## Excerpt provided

On September 13, 2017, the Lightning announced its 63-man roster for training camp. There were six training camp invitees this year, which were Shane Conacher, Kevin Hancock, Kevin Lynch, Reid McNeill, Joseph Raaymakers and Nicola Riopel. The roster also features all the prospects that participated in the scrimmages with the Predators the prior weekend.

On September 18, 2017, Brian Hart and Cameron Darcy both cleared unconditional waivers. This terminated the remaining year on both players contract, which frees up two contracts as part of the team's 50-contract limit.
On September 20, 2017, the Lightning announced the first round of players cut from their training camp roster. Kevin Hancock and Joseph Raaymakers were released from their tryout agreements. Alexey Lipanov, Christopher Paquette, Taylor Raddysh, Christopher Paquette and Oleg Sosunov were reassigned to their respective junior clubs.

On September 21, 2017, the Lightning announced that it had trimmed down its training camp roster by three players. Boris Katchouk, Callan Foote and Libor Hajek were assigned to their junior clubs for the upcoming season.

On September 23, 2017, the Lightning made another round of roster cuts, which reduced the training camp roster to 44 players. Shane Conacher, Kevin Lynch, Reid McNeill were released from their tryout agreements. Otto Somppi was assigned to the Quebec Major Junior Hockey League (QMJHL)'s Halifax Mooseheads. Alex Gallant, Carter Verhaghe, Mat Bodie, Matthew Spencer, Connor Ingram and Michael Leighton were assigned to the Syracuse Crunch.

On September 25, 2017, the Lightning announced it was retiring Vincent Lecavalier's number 4 jersey on February 10, 2018. The retirement ceremony will take place before the game against the Los Angeles Kings, the club Lecavalier finished his career with. That same day, the Lightning announced it had reduced its training camp roster down to 30 players. Former first round pick Brett Howden was assigned to his junior club in the WHL, while Anthony Cirelli, Adam Erne, Mathieu Joseph, Tye McGinn, Matthew Peca, Mitchell Stephens, Dennis Yan, Erik Cernak, Jamie McBain, Ben Thomas and Daniel Walcott were reassigned to Syracuse.

## Entries provided

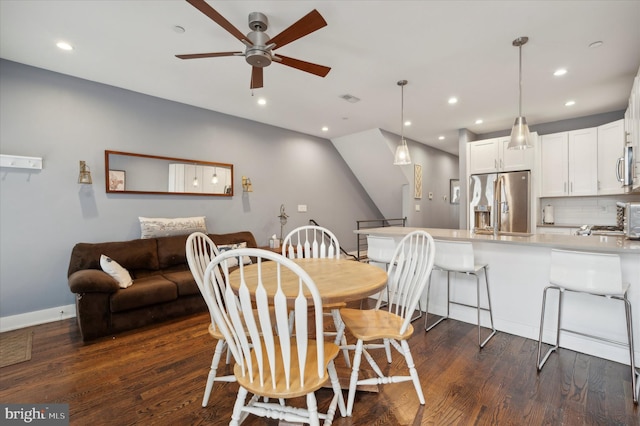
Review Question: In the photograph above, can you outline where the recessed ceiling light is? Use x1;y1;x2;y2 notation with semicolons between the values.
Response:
56;41;73;50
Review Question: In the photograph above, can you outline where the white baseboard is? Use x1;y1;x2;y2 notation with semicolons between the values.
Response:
0;305;76;332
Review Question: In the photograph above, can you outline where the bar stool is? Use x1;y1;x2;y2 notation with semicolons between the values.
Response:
536;249;639;404
368;235;422;321
424;240;496;349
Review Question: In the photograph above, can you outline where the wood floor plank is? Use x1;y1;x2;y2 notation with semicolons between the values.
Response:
0;313;640;426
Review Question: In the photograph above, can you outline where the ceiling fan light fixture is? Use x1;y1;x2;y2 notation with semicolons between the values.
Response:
393;80;411;166
507;37;533;149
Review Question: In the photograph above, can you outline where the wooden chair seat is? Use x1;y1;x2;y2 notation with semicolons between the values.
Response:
340;308;413;342
234;338;340;399
340;231;435;416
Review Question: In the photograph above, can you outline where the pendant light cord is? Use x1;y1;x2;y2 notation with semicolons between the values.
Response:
518;44;522;117
400;84;404;138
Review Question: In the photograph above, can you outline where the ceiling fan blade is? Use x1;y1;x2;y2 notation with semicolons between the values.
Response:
269;9;327;49
176;52;242;59
251;67;264;89
187;0;253;46
276;55;331;77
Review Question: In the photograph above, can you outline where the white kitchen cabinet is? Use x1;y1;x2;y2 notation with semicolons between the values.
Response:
540;132;569;197
540;127;598;197
468;133;537;174
536;226;578;235
598;120;625;195
624;70;640;190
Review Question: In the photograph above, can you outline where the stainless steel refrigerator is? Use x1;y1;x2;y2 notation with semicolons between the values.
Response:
469;171;531;233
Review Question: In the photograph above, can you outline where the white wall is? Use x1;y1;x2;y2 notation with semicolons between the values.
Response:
0;60;379;318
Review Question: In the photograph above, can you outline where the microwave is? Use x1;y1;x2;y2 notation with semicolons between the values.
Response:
622;202;640;240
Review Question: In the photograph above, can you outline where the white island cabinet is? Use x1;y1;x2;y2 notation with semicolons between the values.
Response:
355;227;640;369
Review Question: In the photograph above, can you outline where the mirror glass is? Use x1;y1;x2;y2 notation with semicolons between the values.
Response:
104;151;233;197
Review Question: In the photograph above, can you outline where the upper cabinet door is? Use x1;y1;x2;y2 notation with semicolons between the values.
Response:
540;132;569;197
598;120;625;195
469;139;498;175
569;127;598;196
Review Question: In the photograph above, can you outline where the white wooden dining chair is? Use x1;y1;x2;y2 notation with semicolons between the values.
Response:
186;232;236;407
205;248;345;425
340;231;434;416
282;225;351;367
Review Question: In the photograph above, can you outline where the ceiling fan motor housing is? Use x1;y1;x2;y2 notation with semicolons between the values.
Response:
244;12;273;68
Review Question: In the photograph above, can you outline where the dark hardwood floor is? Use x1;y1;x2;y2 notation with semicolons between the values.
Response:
0;306;640;426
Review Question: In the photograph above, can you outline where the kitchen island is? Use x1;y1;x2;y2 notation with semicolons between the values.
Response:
354;227;640;368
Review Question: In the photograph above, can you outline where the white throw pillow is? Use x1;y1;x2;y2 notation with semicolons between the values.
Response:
100;254;133;288
218;242;251;267
138;216;207;238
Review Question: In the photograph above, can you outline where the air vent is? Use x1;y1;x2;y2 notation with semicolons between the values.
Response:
340;94;360;104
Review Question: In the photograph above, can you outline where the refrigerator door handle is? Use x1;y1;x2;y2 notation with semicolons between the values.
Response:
493;176;504;235
616;157;624;182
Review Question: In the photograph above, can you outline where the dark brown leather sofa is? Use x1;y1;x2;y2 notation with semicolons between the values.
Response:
67;231;257;341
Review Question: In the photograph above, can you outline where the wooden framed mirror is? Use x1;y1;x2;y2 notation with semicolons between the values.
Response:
104;150;233;197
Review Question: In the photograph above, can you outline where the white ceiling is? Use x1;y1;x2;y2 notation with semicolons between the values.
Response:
0;0;640;154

## Set exercise
In the text on the Lightning's 2017 training camp, rewrite the paragraph that begins "On September 23, 2017" as a short bulleted list that keeps its main facts.

## Answer for the task
- September 23, 2017: the Lightning cut its training camp roster to 44 players.
- Released from tryout agreements: Shane Conacher, Kevin Lynch, Reid McNeill.
- Assigned to the QMJHL's Halifax Mooseheads: Otto Somppi.
- Assigned to the Syracuse Crunch: Alex Gallant, Carter Verhaghe, Mat Bodie, Matthew Spencer, Connor Ingram, Michael Leighton.